*EXERCISE DIRECTIONS*. Find every line in the records below that holds the word "plate" and copy it.

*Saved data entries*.
------------------------------------------------------------------------
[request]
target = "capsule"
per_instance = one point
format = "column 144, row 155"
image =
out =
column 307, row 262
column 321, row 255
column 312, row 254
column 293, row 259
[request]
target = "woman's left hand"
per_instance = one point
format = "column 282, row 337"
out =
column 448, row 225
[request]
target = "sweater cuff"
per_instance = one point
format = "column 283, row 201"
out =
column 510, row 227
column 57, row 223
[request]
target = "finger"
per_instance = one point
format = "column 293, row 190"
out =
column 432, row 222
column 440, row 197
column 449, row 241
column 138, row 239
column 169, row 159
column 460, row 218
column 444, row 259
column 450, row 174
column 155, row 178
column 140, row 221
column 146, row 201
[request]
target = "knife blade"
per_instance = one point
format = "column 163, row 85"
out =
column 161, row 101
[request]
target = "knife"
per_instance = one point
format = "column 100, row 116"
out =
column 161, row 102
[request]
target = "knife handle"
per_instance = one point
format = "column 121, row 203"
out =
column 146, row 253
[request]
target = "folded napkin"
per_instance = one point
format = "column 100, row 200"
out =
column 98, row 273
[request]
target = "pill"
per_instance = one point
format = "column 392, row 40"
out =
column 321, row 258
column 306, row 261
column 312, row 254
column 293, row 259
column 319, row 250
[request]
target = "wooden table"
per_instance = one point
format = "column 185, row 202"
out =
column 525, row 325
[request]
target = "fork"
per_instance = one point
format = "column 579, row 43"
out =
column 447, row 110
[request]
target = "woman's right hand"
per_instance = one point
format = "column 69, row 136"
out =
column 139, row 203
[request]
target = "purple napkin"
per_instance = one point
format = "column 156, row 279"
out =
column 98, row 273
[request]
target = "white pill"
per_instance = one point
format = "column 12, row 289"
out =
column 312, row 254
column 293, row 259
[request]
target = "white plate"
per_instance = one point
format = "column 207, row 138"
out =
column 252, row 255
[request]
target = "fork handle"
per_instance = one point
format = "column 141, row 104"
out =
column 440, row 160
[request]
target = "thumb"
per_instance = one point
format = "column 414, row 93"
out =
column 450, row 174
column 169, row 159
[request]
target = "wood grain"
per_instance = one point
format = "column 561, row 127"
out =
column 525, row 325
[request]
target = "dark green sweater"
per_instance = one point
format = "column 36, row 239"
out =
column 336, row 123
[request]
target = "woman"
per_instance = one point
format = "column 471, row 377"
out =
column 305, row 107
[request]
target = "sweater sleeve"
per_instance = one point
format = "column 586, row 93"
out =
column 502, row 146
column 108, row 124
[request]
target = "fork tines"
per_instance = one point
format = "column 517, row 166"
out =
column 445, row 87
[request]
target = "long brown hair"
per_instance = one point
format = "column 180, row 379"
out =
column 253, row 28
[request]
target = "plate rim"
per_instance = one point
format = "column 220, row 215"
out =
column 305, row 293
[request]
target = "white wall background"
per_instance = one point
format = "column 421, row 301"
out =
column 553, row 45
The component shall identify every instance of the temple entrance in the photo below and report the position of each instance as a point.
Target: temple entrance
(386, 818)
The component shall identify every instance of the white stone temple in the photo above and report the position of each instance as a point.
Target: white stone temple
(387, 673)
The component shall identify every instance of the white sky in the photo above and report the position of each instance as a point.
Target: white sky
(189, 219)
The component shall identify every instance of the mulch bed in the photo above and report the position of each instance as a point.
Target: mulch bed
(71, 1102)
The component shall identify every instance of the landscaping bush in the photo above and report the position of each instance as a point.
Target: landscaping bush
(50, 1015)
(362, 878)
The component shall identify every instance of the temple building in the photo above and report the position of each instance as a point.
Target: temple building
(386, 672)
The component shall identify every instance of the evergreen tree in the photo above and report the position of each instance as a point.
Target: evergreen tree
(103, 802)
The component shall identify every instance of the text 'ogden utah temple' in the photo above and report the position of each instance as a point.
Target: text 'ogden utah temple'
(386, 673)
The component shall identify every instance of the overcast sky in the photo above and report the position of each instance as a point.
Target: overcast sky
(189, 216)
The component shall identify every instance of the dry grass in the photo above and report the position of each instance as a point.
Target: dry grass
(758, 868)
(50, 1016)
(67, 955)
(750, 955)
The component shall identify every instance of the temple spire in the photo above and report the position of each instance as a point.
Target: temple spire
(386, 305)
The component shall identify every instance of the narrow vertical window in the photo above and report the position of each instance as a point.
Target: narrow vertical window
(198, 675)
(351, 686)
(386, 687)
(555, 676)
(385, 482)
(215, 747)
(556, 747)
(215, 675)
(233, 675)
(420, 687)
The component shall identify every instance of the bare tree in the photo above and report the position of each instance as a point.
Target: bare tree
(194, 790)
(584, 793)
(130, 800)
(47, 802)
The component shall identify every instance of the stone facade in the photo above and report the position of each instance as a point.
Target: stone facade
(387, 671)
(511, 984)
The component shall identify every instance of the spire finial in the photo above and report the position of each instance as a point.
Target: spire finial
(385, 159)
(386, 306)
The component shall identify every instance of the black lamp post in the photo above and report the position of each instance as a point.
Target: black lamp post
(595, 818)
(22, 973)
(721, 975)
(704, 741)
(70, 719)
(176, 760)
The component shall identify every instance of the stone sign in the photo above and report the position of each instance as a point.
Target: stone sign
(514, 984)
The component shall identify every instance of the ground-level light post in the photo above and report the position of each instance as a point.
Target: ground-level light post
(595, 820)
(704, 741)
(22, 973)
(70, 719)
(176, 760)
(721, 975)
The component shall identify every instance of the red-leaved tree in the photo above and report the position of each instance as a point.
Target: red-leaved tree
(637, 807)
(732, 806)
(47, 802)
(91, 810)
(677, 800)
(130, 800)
------------------------------------------------------------------------
*FINISHED EXERCISE*.
target = "white plate"
target = "plate rim"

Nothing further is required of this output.